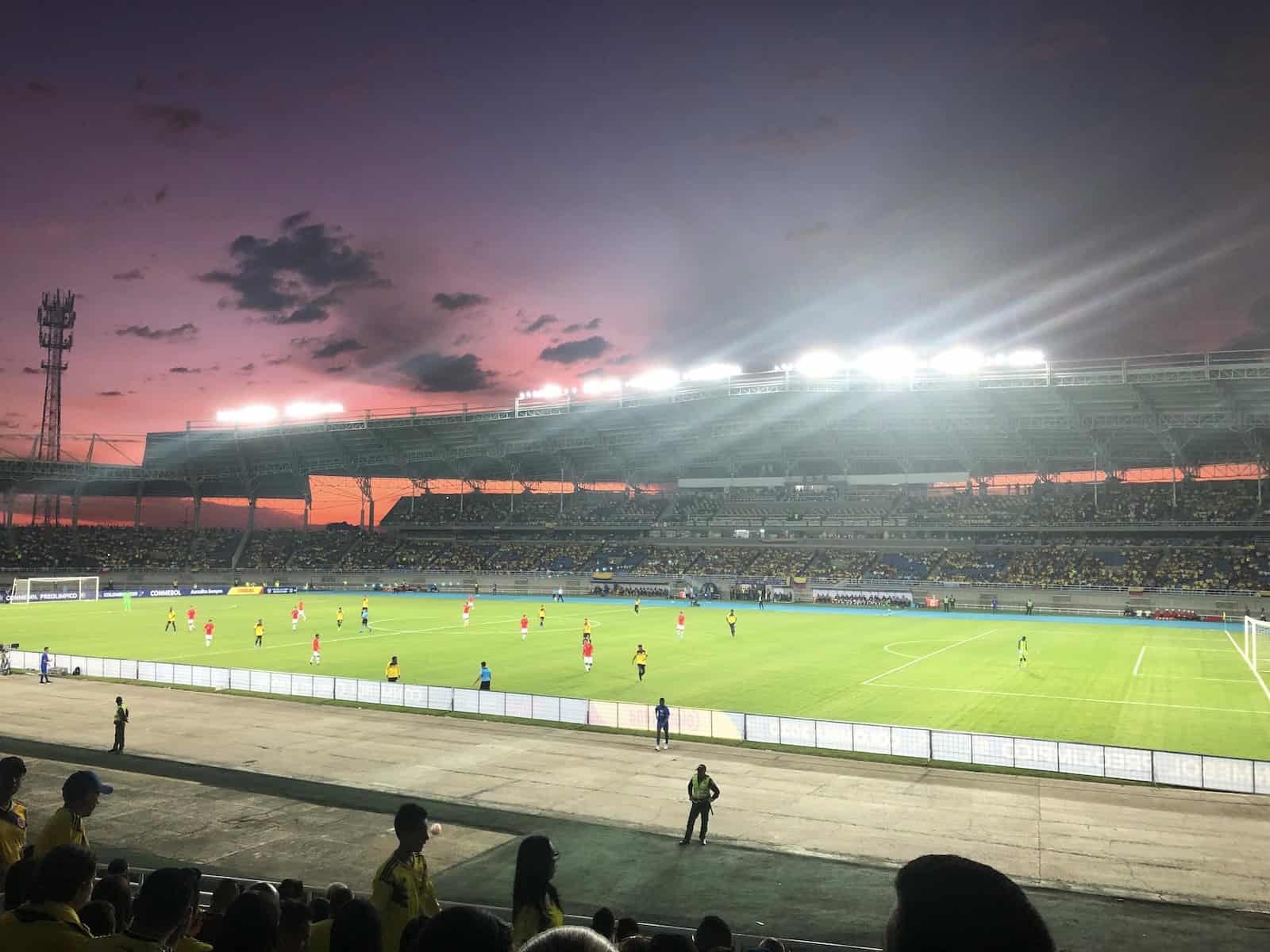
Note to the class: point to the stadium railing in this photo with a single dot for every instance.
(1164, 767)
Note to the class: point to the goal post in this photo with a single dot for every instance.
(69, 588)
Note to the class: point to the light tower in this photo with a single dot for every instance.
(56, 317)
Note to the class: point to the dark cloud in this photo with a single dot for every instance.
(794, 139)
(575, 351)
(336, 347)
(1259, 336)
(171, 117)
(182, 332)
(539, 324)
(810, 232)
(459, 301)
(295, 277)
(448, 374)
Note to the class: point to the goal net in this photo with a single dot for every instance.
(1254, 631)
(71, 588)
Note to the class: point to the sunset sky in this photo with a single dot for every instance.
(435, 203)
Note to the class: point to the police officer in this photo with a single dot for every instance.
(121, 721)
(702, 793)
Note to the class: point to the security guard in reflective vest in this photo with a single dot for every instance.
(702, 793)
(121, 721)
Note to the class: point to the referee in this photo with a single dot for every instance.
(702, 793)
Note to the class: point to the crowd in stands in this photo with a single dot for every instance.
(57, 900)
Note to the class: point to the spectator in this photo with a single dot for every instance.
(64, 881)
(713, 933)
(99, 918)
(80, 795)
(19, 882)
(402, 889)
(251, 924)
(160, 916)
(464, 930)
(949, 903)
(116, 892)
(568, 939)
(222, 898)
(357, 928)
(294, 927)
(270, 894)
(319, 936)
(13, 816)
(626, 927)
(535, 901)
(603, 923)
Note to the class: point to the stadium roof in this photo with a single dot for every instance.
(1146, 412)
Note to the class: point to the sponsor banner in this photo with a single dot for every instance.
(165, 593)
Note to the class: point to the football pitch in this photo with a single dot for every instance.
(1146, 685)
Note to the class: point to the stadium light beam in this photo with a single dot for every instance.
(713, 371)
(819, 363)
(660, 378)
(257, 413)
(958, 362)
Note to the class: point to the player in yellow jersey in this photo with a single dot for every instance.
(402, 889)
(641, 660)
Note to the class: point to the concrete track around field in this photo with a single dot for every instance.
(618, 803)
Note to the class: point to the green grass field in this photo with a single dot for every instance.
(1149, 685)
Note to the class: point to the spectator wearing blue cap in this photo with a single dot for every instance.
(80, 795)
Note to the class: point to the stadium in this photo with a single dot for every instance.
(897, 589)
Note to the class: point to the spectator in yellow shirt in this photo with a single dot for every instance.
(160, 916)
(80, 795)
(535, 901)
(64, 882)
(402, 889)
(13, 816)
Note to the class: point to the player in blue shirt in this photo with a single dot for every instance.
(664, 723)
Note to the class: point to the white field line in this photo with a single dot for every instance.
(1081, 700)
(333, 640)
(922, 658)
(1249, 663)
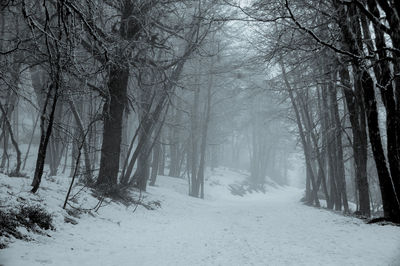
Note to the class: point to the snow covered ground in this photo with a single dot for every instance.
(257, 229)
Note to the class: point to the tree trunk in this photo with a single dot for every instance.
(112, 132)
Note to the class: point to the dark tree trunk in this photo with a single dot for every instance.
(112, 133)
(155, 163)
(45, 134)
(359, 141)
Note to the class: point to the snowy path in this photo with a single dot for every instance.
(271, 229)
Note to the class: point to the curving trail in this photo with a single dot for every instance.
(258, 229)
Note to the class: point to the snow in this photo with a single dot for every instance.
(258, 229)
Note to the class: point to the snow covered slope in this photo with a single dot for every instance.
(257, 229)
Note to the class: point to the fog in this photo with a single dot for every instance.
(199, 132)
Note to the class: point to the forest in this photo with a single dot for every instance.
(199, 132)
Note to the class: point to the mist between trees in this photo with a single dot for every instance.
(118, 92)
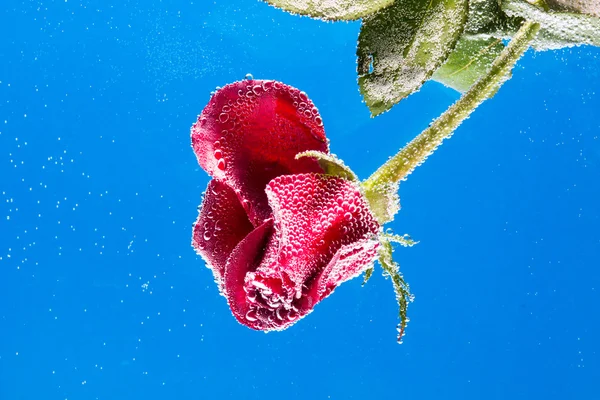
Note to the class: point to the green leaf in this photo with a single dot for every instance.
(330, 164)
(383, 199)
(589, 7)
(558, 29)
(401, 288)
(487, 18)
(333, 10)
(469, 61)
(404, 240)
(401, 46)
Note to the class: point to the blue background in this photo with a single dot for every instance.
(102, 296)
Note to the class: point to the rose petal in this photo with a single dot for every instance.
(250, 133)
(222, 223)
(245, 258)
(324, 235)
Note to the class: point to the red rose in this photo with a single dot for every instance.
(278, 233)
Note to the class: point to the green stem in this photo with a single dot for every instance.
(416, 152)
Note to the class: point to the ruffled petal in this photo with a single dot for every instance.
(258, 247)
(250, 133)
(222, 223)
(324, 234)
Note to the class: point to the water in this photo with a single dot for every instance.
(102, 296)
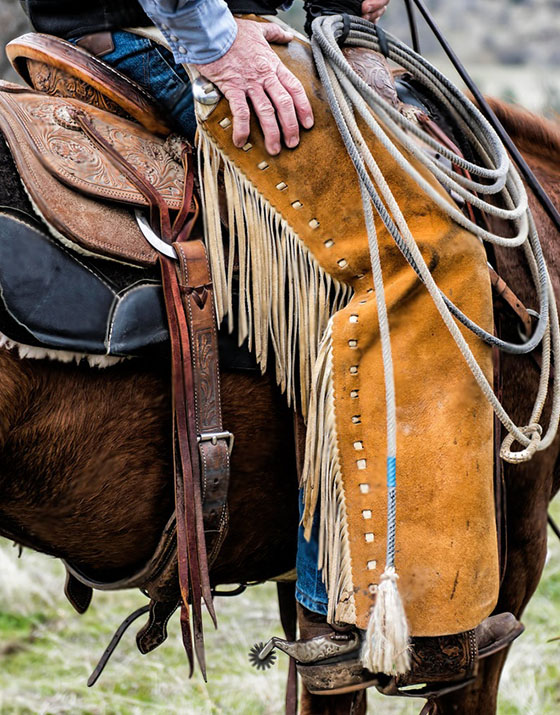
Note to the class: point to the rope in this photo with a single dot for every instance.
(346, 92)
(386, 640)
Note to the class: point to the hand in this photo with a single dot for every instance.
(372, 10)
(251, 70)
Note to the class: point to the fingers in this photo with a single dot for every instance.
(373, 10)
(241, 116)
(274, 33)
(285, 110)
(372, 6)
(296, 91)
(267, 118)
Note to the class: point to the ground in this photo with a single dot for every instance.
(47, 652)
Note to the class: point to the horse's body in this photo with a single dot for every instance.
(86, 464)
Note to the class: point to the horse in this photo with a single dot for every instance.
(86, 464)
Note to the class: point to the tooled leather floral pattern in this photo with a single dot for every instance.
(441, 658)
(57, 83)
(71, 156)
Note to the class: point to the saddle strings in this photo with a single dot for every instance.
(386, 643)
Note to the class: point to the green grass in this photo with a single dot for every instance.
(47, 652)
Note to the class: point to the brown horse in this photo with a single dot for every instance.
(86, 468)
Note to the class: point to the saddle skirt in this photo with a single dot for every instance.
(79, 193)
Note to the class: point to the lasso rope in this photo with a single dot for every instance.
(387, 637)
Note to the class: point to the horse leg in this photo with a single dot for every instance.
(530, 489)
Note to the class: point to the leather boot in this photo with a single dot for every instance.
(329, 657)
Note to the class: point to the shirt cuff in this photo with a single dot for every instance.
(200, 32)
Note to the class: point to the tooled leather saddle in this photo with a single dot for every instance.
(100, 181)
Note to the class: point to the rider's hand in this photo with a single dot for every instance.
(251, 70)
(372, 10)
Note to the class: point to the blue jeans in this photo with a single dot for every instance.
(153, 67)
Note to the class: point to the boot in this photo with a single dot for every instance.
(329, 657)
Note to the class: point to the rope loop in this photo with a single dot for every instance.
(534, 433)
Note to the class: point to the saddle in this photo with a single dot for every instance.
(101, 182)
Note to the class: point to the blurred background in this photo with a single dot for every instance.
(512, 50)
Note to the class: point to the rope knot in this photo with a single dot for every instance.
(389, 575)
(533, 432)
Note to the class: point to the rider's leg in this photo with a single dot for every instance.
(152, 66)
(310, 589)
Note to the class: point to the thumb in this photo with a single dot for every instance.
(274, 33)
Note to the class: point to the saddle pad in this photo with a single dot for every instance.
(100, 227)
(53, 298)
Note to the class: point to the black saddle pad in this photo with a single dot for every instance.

* * *

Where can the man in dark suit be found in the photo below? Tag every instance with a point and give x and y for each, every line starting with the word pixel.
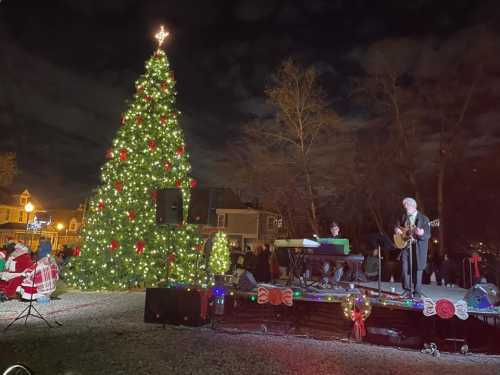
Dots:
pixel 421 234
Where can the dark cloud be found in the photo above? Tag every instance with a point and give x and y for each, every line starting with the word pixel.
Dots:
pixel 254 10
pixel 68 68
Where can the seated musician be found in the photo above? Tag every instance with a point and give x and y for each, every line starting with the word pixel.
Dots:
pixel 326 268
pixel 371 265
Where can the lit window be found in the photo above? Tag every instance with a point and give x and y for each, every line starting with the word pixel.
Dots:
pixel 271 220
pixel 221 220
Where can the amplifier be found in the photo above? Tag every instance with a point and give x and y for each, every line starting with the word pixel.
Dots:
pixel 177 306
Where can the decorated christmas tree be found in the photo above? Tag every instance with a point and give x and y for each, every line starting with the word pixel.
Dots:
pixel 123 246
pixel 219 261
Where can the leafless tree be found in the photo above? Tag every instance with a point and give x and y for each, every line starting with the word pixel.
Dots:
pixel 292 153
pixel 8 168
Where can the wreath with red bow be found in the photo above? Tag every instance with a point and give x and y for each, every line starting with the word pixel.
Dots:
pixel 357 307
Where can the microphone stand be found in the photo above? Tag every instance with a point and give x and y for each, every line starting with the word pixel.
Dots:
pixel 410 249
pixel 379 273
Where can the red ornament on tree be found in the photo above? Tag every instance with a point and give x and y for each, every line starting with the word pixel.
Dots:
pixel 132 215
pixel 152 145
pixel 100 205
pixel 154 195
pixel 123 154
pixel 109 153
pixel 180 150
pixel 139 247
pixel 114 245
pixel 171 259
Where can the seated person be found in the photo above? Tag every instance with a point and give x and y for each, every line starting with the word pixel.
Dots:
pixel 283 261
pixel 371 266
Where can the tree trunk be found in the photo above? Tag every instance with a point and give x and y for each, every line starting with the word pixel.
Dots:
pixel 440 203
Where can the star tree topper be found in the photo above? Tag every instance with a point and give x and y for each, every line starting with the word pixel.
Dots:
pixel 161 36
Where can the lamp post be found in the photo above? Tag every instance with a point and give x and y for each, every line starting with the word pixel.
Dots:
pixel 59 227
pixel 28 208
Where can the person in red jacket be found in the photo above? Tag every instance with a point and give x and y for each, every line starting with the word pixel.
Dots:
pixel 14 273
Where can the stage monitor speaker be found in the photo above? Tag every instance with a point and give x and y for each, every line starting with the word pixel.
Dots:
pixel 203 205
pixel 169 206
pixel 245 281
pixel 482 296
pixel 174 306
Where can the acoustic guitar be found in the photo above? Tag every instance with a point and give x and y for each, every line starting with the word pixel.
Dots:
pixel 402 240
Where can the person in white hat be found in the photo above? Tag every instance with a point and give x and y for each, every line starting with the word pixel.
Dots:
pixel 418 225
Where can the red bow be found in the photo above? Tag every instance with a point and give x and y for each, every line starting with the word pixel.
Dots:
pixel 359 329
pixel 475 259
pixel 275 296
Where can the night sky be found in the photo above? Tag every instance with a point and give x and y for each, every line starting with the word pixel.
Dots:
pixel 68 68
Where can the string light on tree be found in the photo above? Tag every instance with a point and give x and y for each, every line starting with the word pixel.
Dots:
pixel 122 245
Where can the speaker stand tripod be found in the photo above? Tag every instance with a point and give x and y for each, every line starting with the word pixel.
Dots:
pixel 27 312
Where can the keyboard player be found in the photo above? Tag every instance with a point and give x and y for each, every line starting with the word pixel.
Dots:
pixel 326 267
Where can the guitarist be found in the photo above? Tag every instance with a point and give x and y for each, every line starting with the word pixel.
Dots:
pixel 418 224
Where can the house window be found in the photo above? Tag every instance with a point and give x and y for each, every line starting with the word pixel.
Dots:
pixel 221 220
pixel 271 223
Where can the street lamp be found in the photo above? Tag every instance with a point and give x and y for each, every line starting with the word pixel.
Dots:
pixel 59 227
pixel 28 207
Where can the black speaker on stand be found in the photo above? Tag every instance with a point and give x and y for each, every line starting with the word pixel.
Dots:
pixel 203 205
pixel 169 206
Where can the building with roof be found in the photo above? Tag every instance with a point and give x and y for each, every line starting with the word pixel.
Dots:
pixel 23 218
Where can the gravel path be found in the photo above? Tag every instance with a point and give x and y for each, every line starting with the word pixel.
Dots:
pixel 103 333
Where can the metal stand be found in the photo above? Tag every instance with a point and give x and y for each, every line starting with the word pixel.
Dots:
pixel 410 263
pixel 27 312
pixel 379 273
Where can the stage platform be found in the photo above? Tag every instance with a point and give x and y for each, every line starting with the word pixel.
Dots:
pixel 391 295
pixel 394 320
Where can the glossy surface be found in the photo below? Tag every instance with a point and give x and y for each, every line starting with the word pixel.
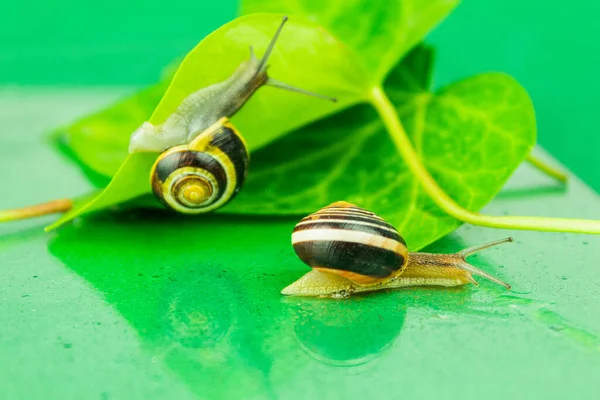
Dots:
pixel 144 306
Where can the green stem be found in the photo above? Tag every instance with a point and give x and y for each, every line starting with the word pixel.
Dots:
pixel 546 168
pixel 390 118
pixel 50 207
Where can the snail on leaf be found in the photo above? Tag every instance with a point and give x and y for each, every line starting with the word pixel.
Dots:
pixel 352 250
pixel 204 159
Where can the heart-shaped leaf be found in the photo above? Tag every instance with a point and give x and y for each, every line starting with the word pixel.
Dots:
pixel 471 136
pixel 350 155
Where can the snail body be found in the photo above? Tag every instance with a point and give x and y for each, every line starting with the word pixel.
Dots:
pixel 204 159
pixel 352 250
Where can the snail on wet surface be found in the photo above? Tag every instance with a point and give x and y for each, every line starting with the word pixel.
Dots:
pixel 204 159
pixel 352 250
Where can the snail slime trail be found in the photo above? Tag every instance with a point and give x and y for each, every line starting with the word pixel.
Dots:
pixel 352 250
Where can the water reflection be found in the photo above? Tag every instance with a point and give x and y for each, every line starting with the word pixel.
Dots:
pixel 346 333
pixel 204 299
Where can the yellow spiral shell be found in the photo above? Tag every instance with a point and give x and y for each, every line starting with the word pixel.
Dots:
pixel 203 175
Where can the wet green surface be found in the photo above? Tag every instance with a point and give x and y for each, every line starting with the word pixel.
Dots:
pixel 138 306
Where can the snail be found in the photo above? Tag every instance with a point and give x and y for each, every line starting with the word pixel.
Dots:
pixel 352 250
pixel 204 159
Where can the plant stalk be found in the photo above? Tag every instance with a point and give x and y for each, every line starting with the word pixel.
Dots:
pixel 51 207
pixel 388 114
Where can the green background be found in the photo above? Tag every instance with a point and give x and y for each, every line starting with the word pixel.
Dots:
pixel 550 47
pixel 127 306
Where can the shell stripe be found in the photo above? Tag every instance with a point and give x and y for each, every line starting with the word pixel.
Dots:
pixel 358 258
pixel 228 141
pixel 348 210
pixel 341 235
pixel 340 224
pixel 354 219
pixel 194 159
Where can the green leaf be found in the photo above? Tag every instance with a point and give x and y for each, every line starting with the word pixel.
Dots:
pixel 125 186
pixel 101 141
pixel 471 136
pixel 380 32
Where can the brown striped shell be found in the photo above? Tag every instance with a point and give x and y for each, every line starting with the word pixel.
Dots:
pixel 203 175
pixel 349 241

▶ **Your objective**: Among the entries above, find the line with "Where can the snail body" and the line with "Where can the snail on wet"; give again exactly these two lines and all lines between them.

▶ **Written reply**:
Where can the snail body be found in the photo above? Tag every instance with a point and give x and y for each, every line starting with the word pixel.
Dots:
pixel 204 159
pixel 352 250
Where can the snail on wet surface be found in the photo above? Tag every instance with a point and give x and y for each, every line starting with the word pixel.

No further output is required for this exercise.